(Collection entries)
########

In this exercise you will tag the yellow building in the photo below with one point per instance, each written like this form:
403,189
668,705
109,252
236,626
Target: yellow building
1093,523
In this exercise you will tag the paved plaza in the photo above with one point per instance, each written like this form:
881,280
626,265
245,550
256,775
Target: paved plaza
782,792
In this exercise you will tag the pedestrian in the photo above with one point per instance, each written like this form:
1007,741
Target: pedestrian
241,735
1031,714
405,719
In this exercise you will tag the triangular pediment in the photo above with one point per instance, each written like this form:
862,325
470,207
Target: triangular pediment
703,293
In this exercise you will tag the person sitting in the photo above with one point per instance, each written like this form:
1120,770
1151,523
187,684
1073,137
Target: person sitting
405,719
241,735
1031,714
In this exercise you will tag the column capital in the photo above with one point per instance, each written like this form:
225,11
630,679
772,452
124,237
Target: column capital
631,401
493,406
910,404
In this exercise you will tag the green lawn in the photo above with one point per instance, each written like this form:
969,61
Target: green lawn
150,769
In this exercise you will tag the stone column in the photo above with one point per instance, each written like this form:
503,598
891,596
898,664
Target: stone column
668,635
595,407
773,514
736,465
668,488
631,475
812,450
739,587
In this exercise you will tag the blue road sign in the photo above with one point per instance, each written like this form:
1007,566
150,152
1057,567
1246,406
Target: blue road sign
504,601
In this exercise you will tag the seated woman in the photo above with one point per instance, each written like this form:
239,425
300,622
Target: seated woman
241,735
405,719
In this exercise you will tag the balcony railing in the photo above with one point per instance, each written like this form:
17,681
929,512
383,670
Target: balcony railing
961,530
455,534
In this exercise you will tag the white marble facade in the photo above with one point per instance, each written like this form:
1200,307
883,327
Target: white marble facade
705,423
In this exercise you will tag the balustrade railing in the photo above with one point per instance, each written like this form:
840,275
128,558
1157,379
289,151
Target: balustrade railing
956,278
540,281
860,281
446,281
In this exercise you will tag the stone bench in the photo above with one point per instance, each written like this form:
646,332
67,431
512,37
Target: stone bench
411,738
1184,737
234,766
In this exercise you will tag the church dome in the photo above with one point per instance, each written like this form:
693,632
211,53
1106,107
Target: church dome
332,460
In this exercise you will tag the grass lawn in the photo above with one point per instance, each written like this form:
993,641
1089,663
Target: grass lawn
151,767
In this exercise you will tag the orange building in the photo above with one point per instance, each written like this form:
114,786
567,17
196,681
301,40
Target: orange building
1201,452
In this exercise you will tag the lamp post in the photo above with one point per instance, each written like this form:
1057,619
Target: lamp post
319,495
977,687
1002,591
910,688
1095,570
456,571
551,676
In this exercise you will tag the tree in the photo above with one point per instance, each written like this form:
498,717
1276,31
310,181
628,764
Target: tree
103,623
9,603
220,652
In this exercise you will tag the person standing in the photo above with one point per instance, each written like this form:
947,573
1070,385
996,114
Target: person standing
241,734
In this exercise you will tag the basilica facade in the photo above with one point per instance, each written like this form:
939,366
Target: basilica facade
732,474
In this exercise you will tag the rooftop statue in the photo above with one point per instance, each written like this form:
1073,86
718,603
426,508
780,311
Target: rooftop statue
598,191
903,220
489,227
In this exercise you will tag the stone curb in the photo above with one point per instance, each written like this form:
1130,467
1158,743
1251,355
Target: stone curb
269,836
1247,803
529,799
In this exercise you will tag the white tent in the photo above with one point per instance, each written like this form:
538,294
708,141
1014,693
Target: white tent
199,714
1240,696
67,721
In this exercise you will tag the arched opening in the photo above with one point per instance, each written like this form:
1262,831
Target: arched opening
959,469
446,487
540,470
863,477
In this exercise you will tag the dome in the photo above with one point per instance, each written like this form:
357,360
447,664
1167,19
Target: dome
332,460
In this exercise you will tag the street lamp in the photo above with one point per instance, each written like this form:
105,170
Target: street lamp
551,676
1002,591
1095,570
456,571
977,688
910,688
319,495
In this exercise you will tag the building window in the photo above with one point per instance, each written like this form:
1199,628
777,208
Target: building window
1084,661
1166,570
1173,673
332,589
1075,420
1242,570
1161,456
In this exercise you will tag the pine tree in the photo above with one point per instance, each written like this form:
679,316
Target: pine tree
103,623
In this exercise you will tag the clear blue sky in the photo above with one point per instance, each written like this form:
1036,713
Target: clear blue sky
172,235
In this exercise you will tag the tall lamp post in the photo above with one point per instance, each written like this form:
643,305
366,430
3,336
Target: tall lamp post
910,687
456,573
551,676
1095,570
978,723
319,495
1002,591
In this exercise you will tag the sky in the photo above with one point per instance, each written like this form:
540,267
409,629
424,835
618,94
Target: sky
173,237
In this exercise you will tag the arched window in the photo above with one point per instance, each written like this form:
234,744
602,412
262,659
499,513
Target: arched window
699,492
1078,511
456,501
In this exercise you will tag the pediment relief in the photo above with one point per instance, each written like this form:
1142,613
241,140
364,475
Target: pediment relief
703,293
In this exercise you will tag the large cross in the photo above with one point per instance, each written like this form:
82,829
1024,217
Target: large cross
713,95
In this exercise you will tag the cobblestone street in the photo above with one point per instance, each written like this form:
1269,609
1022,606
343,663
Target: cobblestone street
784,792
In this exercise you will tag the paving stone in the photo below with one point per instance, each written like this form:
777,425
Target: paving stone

########

-- Requirements --
Produce an exact copy of the lines from the one containing "In this exercise you will tag the tall" through the last line, and of nothing else.

-- Answer below --
In this exercise you will tag the tall lamp post in the photo above with one point per instance, each written like this form:
643,305
366,430
3,336
Target: tall lamp post
910,687
456,573
551,676
1095,570
978,723
319,495
1002,591
In this exercise you will tag the sky in the photo above with one point per instance, each written like this form:
540,267
409,629
424,835
618,94
Target: sky
173,237
In this exercise you will tag the arched window in the photo above with one point per instance, each written like this form:
234,744
602,412
262,659
499,513
Target: arched window
699,492
1078,511
456,501
In this exercise you will tag the pediment relief in the photo above with one point per instance, each written like this form:
1142,613
241,140
364,475
Target: pediment relief
703,293
In this exercise you will tag the large cross in the photo above with one point per instance, each written like this form:
82,829
1024,217
Target: large cross
713,95
In this exercise you will tag the cobblestone street in the photo above with one point per instance, each written like this form:
1269,609
1022,606
343,663
Target: cobblestone street
784,792
In this exercise you will tag the paving stone in the photo below with one point per instance, each written like this form:
777,425
Target: paving stone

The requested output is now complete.